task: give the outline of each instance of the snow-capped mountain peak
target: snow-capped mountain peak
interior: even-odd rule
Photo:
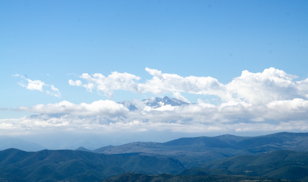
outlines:
[[[170,98],[168,97],[165,96],[162,99],[156,97],[147,99],[142,100],[142,102],[145,105],[149,106],[152,108],[157,108],[163,106],[169,105],[172,106],[180,106],[183,104],[186,105],[189,104],[181,100],[175,98]],[[137,109],[137,107],[131,102],[129,101],[124,101],[119,103],[124,105],[130,110],[135,110]]]

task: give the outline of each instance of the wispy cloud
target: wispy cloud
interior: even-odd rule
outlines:
[[[12,75],[13,76],[20,77],[22,79],[17,82],[17,84],[22,87],[30,90],[37,90],[42,92],[45,92],[47,94],[60,98],[61,93],[59,89],[52,85],[47,84],[39,80],[31,80],[24,76],[18,74]],[[44,89],[43,90],[43,87]]]

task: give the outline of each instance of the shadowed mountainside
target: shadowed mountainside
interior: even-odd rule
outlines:
[[[207,162],[237,155],[259,155],[282,149],[308,151],[308,133],[282,132],[254,137],[227,134],[182,138],[163,143],[134,142],[119,146],[109,145],[92,152],[163,156],[176,158],[188,168],[200,167]]]
[[[278,182],[279,180],[265,177],[253,177],[244,175],[174,175],[164,174],[149,175],[136,173],[127,173],[103,180],[101,182]]]
[[[68,150],[0,151],[0,180],[16,182],[90,182],[134,172],[176,174],[185,169],[171,158],[106,155]]]

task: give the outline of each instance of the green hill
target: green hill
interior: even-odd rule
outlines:
[[[0,180],[88,182],[130,172],[176,174],[185,169],[172,158],[106,155],[69,150],[0,151]]]

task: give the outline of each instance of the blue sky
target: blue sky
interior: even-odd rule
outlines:
[[[297,82],[308,78],[307,1],[15,1],[0,3],[0,123],[3,134],[22,135],[45,131],[46,128],[38,126],[42,121],[22,124],[22,117],[59,112],[55,106],[61,107],[59,103],[63,101],[77,107],[100,100],[118,102],[167,95],[217,108],[224,103],[230,105],[230,102],[237,105],[244,102],[241,105],[246,106],[246,111],[249,107],[245,104],[257,110],[286,101],[293,102],[294,108],[303,108],[298,111],[300,113],[308,108],[305,105],[308,102],[307,83]],[[246,75],[253,78],[236,78],[245,70],[248,73],[245,72]],[[160,71],[163,75],[157,73]],[[91,80],[82,77],[84,73]],[[107,77],[100,81],[109,84],[99,83],[99,79],[93,81],[95,73]],[[109,75],[113,78],[108,77]],[[195,77],[194,81],[190,76]],[[260,76],[261,79],[256,78]],[[265,81],[265,78],[269,79]],[[198,79],[218,86],[196,81]],[[273,82],[269,84],[268,80]],[[82,83],[79,86],[78,80]],[[86,85],[90,83],[94,87],[87,90]],[[154,86],[157,88],[151,87]],[[260,96],[265,97],[263,101]],[[47,112],[37,109],[40,104],[55,107]],[[294,110],[288,110],[286,106],[290,104],[286,104],[279,105],[282,109],[278,113]],[[263,114],[250,115],[243,119],[248,121],[241,123],[252,124],[251,121],[258,119],[262,122],[255,124],[270,125],[273,120],[275,124],[290,121],[303,125],[307,122],[303,116],[294,116],[298,113],[275,119],[273,114],[269,116],[270,112],[266,115],[260,112]],[[93,113],[89,114],[100,115]],[[125,113],[128,121],[144,119]],[[238,114],[238,117],[231,117],[224,124],[238,122],[243,115]],[[183,117],[179,119],[183,120]],[[112,118],[112,122],[122,124]],[[225,128],[218,130],[218,134],[243,134],[232,127],[215,125],[213,122],[216,120],[213,118],[199,124],[207,128]],[[149,120],[170,122],[166,118],[146,119]],[[110,126],[109,122],[106,122],[104,125]],[[190,126],[192,123],[182,124]],[[19,127],[16,123],[26,129],[15,130]],[[71,124],[47,127],[53,131]],[[263,126],[256,131],[261,133]],[[161,130],[167,130],[162,127]],[[234,128],[240,128],[237,127]],[[308,130],[299,128],[265,130]],[[113,131],[111,128],[108,130]],[[180,133],[186,134],[183,135],[190,132],[207,133],[180,130]]]

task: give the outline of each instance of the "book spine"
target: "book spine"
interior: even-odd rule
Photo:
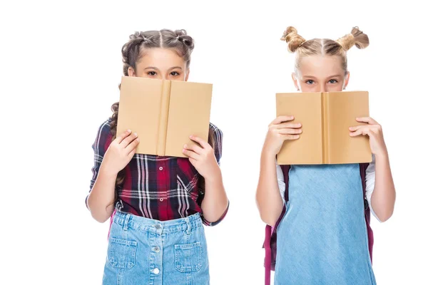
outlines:
[[[323,92],[321,93],[321,106],[322,106],[322,163],[330,163],[329,155],[329,95],[328,93]]]
[[[166,130],[168,128],[168,114],[171,90],[171,81],[164,80],[162,83],[160,94],[160,112],[159,112],[159,129],[158,131],[158,145],[156,153],[158,155],[165,155],[166,147]]]

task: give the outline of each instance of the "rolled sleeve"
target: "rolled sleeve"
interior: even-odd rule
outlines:
[[[89,192],[85,199],[86,207],[88,207],[88,198],[89,197],[91,191],[92,191],[92,188],[93,187],[95,182],[96,181],[96,178],[98,177],[100,167],[101,165],[101,162],[103,162],[103,158],[104,157],[106,151],[111,142],[112,135],[110,133],[110,123],[111,120],[108,119],[103,123],[103,124],[98,128],[96,138],[95,138],[95,141],[92,145],[92,149],[93,150],[93,166],[92,167],[92,179],[91,180],[91,183],[89,185]]]
[[[211,130],[211,131],[213,132],[213,140],[214,142],[214,155],[215,156],[215,160],[217,160],[217,163],[218,163],[218,165],[220,165],[220,160],[222,156],[222,150],[223,150],[223,132],[221,131],[221,130],[220,130],[218,128],[217,128],[215,125],[210,123],[210,130]],[[203,222],[203,224],[205,224],[205,226],[208,226],[208,227],[213,227],[215,226],[216,224],[218,224],[218,223],[220,223],[221,221],[223,220],[223,219],[225,218],[225,217],[226,216],[226,214],[228,213],[228,211],[229,209],[229,204],[230,202],[228,201],[228,207],[226,207],[226,209],[225,210],[225,212],[223,213],[223,214],[221,215],[221,217],[215,222],[209,222],[208,220],[206,220],[205,219],[205,217],[203,217],[203,214],[202,214],[201,217],[202,217],[202,222]]]

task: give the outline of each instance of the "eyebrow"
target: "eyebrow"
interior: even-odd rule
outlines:
[[[340,74],[336,74],[336,75],[334,75],[334,76],[329,76],[329,77],[327,77],[327,78],[332,78],[334,77],[340,77]],[[305,79],[315,79],[316,78],[315,76],[305,76],[302,78],[305,78]]]
[[[170,71],[170,70],[173,70],[173,69],[175,69],[175,68],[183,69],[183,68],[180,68],[180,66],[173,66],[173,67],[171,67],[170,68],[169,68],[169,69],[168,69],[168,71]],[[156,68],[156,67],[154,67],[154,66],[148,66],[148,67],[146,67],[146,68],[144,68],[144,70],[146,70],[146,69],[155,69],[155,70],[156,70],[156,71],[158,71],[158,70],[159,70],[159,68]]]

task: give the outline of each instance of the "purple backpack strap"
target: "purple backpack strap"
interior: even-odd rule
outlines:
[[[365,190],[366,190],[366,170],[369,166],[369,163],[360,163],[360,174],[361,175],[361,182],[362,182],[362,197],[364,199],[364,213],[366,220],[366,227],[367,228],[367,237],[369,239],[369,252],[370,253],[370,261],[373,262],[373,230],[370,227],[370,207],[369,207],[369,202],[366,199]]]
[[[284,193],[284,198],[285,202],[288,202],[288,172],[290,171],[290,166],[280,166],[282,170],[282,173],[284,174],[284,182],[285,182],[285,192]],[[364,199],[365,216],[369,239],[369,252],[370,253],[370,260],[372,261],[373,231],[370,227],[370,209],[369,207],[369,203],[365,197],[365,172],[368,166],[368,163],[360,163],[360,174],[361,175],[361,181],[362,184],[362,197]],[[284,205],[281,215],[275,223],[275,227],[272,228],[272,227],[267,224],[265,229],[265,242],[263,244],[263,247],[265,248],[265,285],[270,284],[270,271],[275,271],[275,266],[276,264],[277,228],[282,219],[282,217],[285,214],[285,205]]]

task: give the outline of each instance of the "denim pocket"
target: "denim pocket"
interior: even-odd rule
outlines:
[[[202,267],[202,246],[200,242],[175,244],[174,264],[180,272],[197,271]]]
[[[131,269],[136,264],[137,242],[110,238],[108,263],[113,267]]]

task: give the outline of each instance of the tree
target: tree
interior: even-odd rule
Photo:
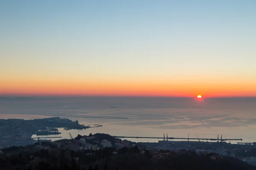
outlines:
[[[105,164],[105,165],[104,165],[104,170],[108,170],[108,166],[107,166],[107,164]]]

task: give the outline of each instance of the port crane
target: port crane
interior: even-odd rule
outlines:
[[[69,132],[69,133],[70,134],[70,138],[71,139],[74,140],[74,138],[73,138],[73,136],[72,136],[72,135],[71,135],[71,133],[70,133],[70,132]]]
[[[35,137],[35,138],[31,138],[31,139],[37,139],[38,143],[39,143],[39,139],[46,139],[46,138],[62,138],[61,136],[59,137]]]

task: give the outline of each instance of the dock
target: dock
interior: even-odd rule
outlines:
[[[214,138],[174,138],[174,137],[169,137],[165,138],[162,137],[142,137],[142,136],[114,136],[116,138],[142,138],[142,139],[184,139],[184,140],[210,140],[210,141],[242,141],[243,139],[214,139]]]

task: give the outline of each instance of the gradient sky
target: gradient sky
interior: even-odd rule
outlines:
[[[256,96],[256,1],[1,0],[0,94]]]

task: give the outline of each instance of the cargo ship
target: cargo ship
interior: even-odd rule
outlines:
[[[36,132],[37,135],[49,135],[61,134],[57,129],[46,129],[38,130]]]

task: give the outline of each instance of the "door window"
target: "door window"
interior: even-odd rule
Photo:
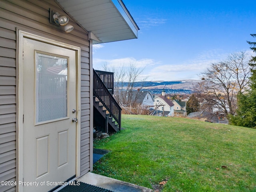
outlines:
[[[68,58],[36,52],[36,123],[68,116]]]

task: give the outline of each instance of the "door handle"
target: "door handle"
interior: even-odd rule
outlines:
[[[73,118],[72,119],[72,122],[77,122],[78,120],[76,118]]]

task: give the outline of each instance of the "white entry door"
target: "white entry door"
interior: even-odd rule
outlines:
[[[46,192],[76,174],[76,52],[23,45],[23,189]]]

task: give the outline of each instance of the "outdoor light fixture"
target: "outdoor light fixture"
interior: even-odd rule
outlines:
[[[58,12],[54,14],[53,11],[50,9],[50,23],[57,26],[64,26],[64,30],[66,33],[69,33],[74,29],[74,27],[68,24],[69,20],[68,17],[60,14]]]
[[[66,16],[61,15],[58,12],[56,12],[53,14],[53,19],[57,24],[62,26],[68,24],[68,18]]]

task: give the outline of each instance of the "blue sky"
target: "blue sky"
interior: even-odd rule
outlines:
[[[209,64],[236,52],[252,53],[254,0],[123,0],[138,38],[94,45],[95,69],[132,63],[148,81],[199,79]]]

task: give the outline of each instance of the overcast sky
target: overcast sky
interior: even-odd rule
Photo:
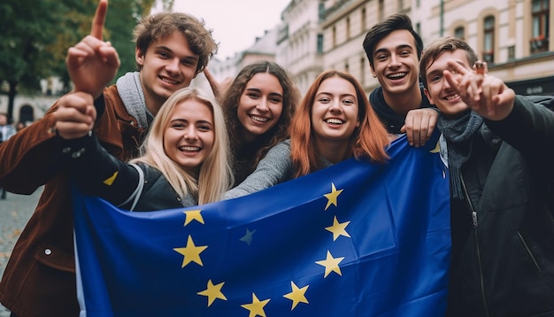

-- -- --

- **WHAT THE TASK REQUIRES**: Tally the lines of the items above that contain the string "light", and give only the number.

- **TASK RESULT**: 2